» **The request**
Leave out any picture and return the remaining listing below exactly as given.

──────── Records for this exercise ────────

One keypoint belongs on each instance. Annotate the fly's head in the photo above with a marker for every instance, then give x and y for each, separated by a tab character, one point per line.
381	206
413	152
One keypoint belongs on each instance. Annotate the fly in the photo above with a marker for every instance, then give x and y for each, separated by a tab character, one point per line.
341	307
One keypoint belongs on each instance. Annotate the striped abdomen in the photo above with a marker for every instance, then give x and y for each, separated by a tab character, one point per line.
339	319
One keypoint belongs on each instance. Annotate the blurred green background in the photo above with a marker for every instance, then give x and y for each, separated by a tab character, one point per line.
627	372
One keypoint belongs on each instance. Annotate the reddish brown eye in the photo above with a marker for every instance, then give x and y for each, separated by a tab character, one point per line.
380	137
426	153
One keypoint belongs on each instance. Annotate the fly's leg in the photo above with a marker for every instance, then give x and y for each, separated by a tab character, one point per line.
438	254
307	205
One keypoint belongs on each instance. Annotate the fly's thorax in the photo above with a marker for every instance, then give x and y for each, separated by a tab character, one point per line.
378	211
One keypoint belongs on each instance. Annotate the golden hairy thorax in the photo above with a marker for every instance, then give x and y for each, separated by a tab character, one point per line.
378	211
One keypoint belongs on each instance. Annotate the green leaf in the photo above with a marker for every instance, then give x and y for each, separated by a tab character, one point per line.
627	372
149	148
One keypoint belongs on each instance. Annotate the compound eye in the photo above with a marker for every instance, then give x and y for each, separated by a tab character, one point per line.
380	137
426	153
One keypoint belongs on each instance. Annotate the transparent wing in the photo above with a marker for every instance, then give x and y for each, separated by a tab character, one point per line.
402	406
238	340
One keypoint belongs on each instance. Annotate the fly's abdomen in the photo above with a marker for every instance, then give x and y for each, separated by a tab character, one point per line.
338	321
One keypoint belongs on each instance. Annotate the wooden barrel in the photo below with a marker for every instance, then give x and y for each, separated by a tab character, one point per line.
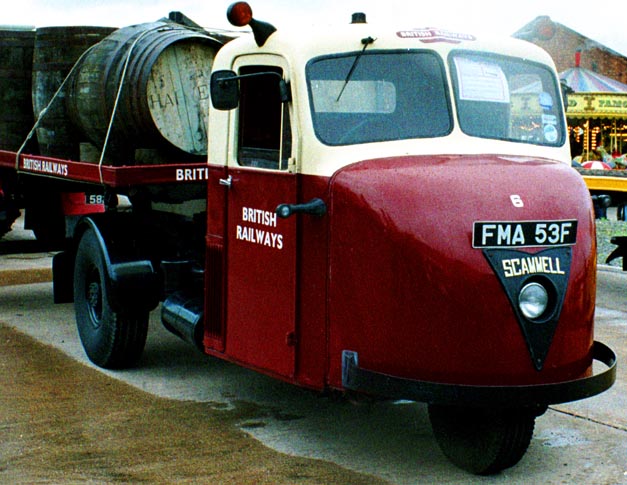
56	51
16	63
164	97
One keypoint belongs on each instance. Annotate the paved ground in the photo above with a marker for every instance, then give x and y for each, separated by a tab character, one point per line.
182	416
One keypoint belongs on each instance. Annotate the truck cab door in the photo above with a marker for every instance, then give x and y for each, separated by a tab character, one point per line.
260	247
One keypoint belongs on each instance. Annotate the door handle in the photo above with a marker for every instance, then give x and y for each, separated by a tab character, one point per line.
315	207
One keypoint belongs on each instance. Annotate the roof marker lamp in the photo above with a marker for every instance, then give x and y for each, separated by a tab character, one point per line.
240	14
533	300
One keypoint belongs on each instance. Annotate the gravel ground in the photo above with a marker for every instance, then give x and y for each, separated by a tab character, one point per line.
606	229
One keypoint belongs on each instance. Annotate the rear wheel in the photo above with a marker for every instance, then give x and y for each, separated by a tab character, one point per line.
482	441
111	339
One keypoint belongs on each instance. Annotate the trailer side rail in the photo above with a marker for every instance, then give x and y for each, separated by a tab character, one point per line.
111	176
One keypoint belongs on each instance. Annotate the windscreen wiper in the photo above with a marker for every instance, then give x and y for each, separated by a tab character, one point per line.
366	41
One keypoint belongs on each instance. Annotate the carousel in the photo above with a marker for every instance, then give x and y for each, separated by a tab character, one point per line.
597	118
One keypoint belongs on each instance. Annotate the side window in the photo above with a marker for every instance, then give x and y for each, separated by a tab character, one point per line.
265	138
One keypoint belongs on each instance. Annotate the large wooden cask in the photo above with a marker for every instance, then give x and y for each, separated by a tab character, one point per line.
145	87
56	51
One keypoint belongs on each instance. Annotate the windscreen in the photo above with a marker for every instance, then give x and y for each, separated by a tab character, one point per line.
507	99
383	96
378	97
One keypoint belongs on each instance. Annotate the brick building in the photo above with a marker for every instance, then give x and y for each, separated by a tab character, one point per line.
563	43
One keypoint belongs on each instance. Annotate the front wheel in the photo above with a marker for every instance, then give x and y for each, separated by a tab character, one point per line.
482	441
111	339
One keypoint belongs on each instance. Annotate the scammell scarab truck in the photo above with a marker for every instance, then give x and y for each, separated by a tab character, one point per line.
382	211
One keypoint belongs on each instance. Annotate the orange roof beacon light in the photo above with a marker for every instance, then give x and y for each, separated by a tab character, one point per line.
240	14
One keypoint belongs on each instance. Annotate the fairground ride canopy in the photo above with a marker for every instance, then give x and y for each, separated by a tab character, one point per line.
595	95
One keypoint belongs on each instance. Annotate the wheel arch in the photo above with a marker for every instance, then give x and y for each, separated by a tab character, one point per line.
132	281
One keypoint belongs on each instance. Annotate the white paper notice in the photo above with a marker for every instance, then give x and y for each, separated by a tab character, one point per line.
481	81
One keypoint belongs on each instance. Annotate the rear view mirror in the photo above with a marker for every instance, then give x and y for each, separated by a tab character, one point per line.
224	90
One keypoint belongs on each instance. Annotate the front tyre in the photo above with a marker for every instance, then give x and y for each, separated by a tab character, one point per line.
482	441
113	340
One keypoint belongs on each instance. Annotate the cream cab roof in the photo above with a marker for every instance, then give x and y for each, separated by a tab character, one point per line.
304	43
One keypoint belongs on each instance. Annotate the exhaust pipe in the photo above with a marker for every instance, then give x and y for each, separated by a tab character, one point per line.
182	314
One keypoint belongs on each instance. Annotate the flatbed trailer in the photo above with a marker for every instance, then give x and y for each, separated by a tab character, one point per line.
387	212
115	177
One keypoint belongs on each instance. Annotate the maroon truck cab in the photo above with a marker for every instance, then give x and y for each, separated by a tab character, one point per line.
383	211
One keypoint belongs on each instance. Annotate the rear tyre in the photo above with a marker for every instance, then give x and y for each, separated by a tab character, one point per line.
482	441
113	340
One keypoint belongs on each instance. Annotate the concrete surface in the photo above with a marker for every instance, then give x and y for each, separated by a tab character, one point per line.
582	442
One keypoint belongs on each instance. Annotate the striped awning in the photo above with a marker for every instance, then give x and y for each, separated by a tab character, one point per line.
583	80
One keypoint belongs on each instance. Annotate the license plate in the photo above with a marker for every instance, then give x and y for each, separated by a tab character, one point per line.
520	234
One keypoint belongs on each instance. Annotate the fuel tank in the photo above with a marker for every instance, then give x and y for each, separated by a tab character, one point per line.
417	295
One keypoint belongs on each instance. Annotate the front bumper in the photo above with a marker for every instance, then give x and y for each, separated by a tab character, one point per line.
374	383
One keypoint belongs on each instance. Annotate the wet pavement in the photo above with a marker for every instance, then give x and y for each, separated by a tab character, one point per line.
184	417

────────

» **Solution for this exercise**
One keypoint belongs on each instance. Annotate the fly's head in the photo above with a marker for every instance, then give x and y for each, separated by a tab character, one point per line.
381	206
413	152
One keypoint belongs on each instance. Annotate the fly in the photo above with a marker for every instance, then give x and y for each, separated by a tab character, one point per line.
341	307
One keypoint belongs on each instance. Annotate the striped abdomen in the photo above with a marker for every instance, then give x and y for each, separated by a tab character, one point per line.
339	319
One keypoint belongs on each instance. Annotate the blurred green background in the photo above with a marker for every instance, then give x and y for each, separated by a tab character, one point per line.
627	372
One keypoint belongs on each instance. Annotate the reddish brown eye in the photo above with a marker for every instance, then give x and y for each, separated by a tab character, one point per line.
380	137
426	153
One keypoint belongs on each instance. Annotate the fly's leg in the photo above with a marker for every instance, then give x and y for each, separated by a tab character, one point per line.
438	254
307	205
One keypoint belongs on each instance. Annotate the fly's thorax in the photo above with a marker for every instance, then give x and y for each, separated by a tab character, one point per line.
378	211
One keypoint belongs on each instance. Annotate the golden hairy thorax in the photo above with a marker for every instance, then give x and y for each, separated by a tab character, one point per line.
378	211
One keypoint belongs on each instance. Annotate the green leaf in the photo above with a marker for every instance, then give x and y for each, separated by a tab character, one point per line.
627	372
149	148
One keypoint belongs on each instance. Annotate the compound eye in the photo above with a marker for every instance, then give x and y for each, separated by a tab character, one point per line.
380	137
426	153
One keypoint belongs on each instance. Annotate the transparent wing in the photo above with a marker for every instance, then give x and y for each, separated by a tab character, one point per line.
402	406
238	340
One keypoint belongs on each instance. Annotate the fly's abdomen in the photo above with a marker for every instance, then give x and y for each, separated by a tab character, one point per line.
338	321
One keypoint belongs on each instance. Annotate the wooden barrel in the photo below with a marker for every instance, then give x and y for each, separated by a tab character, one point per line.
56	51
16	63
164	97
One keypoint belongs on each instance. Annotate the paved ground in the photo above with a marker for every instance, then give x and y for each, separated by a tab character, one point per line.
182	416
One keypoint belongs on each instance. Annotate the truck cab door in the photo above with a marker for every instance, then give x and y for each, separated by a tab character, one point per line.
260	247
One keypoint belongs on each instance. Annotate the door handle in the photo above with a marker for every instance, then give x and y for each, separated by a tab character, one point per line.
315	207
One keypoint belongs on each instance. Annotate the roof marker lamp in the photo above with a marker for every instance, then give x and y for each, separated by a tab character, one point per line.
240	14
533	300
One keypoint belongs on each instance. Annotate the gravel ground in the photo above with a marker for every instance, then give x and y for each, separated by a tab character, one point per line.
606	229
One keypoint belongs on each instance. Annotate the rear wheel in the photo above with a marker for every instance, then give x and y for each, separated by a tab character, one point per line.
482	441
111	339
One keypoint belongs on each instance. Annotate the trailer side rail in the photo above with a marker for every instance, then give x and y for each, separated by a tab character, one point per line.
111	176
One keypoint belongs on each instance. Annotate the windscreen wiper in the photo above with a marker for every instance, then give x and y for each, separated by a tab character, one point per line.
366	41
One keypoint belongs on each instance. Annotate the carousel in the photo above with a marker for every instance, then give x and y for each, separated by a tab character, one point per line.
597	118
One keypoint belongs on each instance. Annotate the side window in the photo above with a marker for every instance, then give x and y for each, separated by a tab character, one point per line.
265	138
One keypoint belongs on each instance. Annotate the large wooden cask in the photo above with a marker for every instance, then give x and y for each, separated by a tab character, one point per line.
145	87
56	51
One keypoint belongs on each instance. Annotate the windscreen in the photo above with a marker for every instance, then give x and y for each, separated by a tab character, one point per line.
507	99
383	96
378	97
One keypoint belongs on each instance. Annotate the brick building in the photo above with a marker for every instance, then give x and y for each, separated by a tab character, one point per line.
563	43
One keypoint belongs on each instance. Annotate the front wheel in the photo above with a marker for every instance, then give x and y for each, separated by a tab character, one point per line.
482	441
111	339
One keypoint belongs on each instance. Annotate the scammell scarab truck in the photo above with a marker for every instance, then give x and y for each, separated by a tab character, one point per line.
382	211
One keypoint belongs on each instance. Annotate the orange roof beacon light in the photo above with a marker for every instance, then give x and y for each, separated by a tab character, one point per line.
240	14
One keypoint belongs on each instance. Annotate the fairground ride canopy in the photo above with a marker for every instance, then give x and y for each, separated by a tab character, one point per line.
595	95
One keypoint belongs on each instance. Annotate the wheel arch in the photo above with a marker for every instance, then give x and y for each, separated by a tab character, one point per line.
132	281
One keypoint belongs on each instance. Annotate the white paper notice in the photo above with a marker for every instance, then give x and y for each, separated by a tab character, one point per line.
481	81
One keypoint belongs on each instance. Annotate the rear view mirror in the photo above with a marker for every instance, then give x and y for each, separated by a tab character, one point per line.
224	90
One keypoint belongs on each instance. Annotate the front tyre in the photo above with a marker for every instance, then give x and y for each, separated by a tab character, one point per line.
482	441
113	340
One keypoint belongs on each instance. Annotate the cream cab roof in the photo above with a marker for every instance, then give x and y for each, separated by a tab character, one point per line.
304	43
One keypoint belongs on each instance. Annotate the exhaust pipe in the photo above with a marker for every instance, then give x and y for each, separated by a tab character, one point per line.
182	314
One keypoint belongs on each instance. Annotate the flatbed trailer in the photo above with a marker for every instance, then give x and y for each, separated by a tab character, one point per line.
387	212
115	177
One keypoint belongs on each instance. Annotate the maroon truck cab in the photo above with a marker for every instance, then give x and y for each, separated by a tab character, one point per line.
383	211
One keypoint belongs on each instance. Annotate the rear tyre in the photo above with a marker for every instance, then give x and y for each, separated by a tab character, one point per line.
482	441
113	340
One keypoint belongs on each instance. Annotate the concrete surface in the photo above with a marker for every instance, then give x and y for each, separated by a tab character, one point per line.
582	442
One keypoint belongs on each instance. Annotate the striped awning in the photo above with a marker for every instance, then give x and y for each, separated by a tab character, one point per line.
583	80
One keypoint belongs on each instance. Annotate the license plate in the photo above with a marker for every instance, then give x and y for each, separated by a tab character, one point per line.
520	234
One keypoint belongs on each instance. Annotate the fuel tank in the photo above with a marker for every instance, then give x and y for each, separated by a tab character, one point per line.
417	295
One keypoint belongs on each instance. Annotate the front bumper in the photo above with a marker for every instance, then give x and y for each, separated by a tab character, one point per line.
374	383
One keypoint belongs on each instance. Annotate the wet pavement in the photo above with a marker for every instance, then give x and y for each, separated by a tab character, one point per line.
184	417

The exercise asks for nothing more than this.